Il Jazz is Dead è un biglietto di andata da Londra a Detroit: nell’area clubbing del festival i Dopplereffekt – nome di punta della serata – irrompono come una scossa. Il duo, attivo dalla prima metà degli anni Novanta, è composto da Gerald Donald – storico fondatore di Drexciya, pioniere dell’elettronica afroamericana e artista prolifico sotto vari alias (tra cui Japanese Telecom e Arpanet) – e dalla misteriosa Michaela To-Nhan Bertel, sua partner nei live più concettuali. Donald, spesso associato all’afrofuturismo, ha sempre rivendicato la libertà di non aderire a definizioni precostituite.
Il set si apre in sordina: volumi bassi, suoni trattenuti, un’intenzione quasi clinica. È un’introduzione cerebrale, disorientante, più simile a un esperimento acustico che a un live techno. Ma poi, l’onda: una scarica di bassi, frequenze spigolose e stratificazioni sintetiche investe il pubblico, mandando in frantumi l’attesa. La loro è una techno pensata eppure fisica, che unisce precisione elettronica e tensione visionaria.
I visual sono una parte integrante dell’esperienza: sullo sfondo si susseguono immagini che sembrano evocare afrocyborg in stile Chris Cunningham nel video musicale all is full of love di Björk o Anyma, silhouette di un futuro remoto e al tempo stesso arcaico. Gerald Donald e Michaela To-Nhan Bertel risultano impassibili, avvolti nella loro distanza volontaria: nessuna parola, nessuna concessione performativa. La loro presenza è quella di scienziati del suono, che affidano tutto alla potenza delle macchine.

# Elenco dei compiti:
#1 Come riassumeresti in due frasi l'estratto sul concerto dei Dopplereffekt?
#2 Puoi duplicare, senza alcuna modifica, tutto l'estratto sul concerto dei Dopplereffekt da "Il Jazz is Dead" giù fino a "a definizioni precostituite."?

# Voci del dataset:
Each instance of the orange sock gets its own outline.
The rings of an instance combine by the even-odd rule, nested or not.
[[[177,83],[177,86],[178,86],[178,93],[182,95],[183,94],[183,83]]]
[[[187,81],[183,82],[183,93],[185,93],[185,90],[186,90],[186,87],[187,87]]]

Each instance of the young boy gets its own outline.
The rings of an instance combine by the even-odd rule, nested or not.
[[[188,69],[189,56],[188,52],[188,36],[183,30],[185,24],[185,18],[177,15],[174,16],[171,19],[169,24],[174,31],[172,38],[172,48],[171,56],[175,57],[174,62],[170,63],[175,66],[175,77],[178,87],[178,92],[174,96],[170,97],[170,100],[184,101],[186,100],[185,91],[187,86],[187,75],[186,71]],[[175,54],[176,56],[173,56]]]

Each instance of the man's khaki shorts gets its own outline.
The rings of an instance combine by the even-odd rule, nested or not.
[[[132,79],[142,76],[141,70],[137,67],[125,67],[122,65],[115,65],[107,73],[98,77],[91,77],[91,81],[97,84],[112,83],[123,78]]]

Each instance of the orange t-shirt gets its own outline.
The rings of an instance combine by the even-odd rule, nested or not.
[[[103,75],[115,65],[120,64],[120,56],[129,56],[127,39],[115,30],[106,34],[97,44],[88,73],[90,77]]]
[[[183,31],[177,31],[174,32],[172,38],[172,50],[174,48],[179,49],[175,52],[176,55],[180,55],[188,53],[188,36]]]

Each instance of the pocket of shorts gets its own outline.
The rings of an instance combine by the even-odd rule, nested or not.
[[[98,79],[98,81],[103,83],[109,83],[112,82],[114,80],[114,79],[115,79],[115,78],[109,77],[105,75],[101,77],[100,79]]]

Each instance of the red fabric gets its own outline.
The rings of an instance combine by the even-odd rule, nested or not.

# Soluzioni per compito:
#1 Al Jazz is Dead i Dopplereffekt, duo formato da Gerald Donald e Michaela To-Nhan Bertel, sono il nome di punta della serata nell'area clubbing del festival. Il loro set parte in sordina e poi investe il pubblico con una techno pensata eppure fisica, accompagnata da visual integranti, mentre i due restano impassibili come scienziati del suono.

#2
Il Jazz is Dead è un biglietto di andata da Londra a Detroit: nell’area clubbing del festival i Dopplereffekt – nome di punta della serata – irrompono come una scossa. Il duo, attivo dalla prima metà degli anni Novanta, è composto da Gerald Donald – storico fondatore di Drexciya, pioniere dell’elettronica afroamericana e artista prolifico sotto vari alias (tra cui Japanese Telecom e Arpanet) – e dalla misteriosa Michaela To-Nhan Bertel, sua partner nei live più concettuali. Donald, spesso associato all’afrofuturismo, ha sempre rivendicato la libertà di non aderire a definizioni precostituite.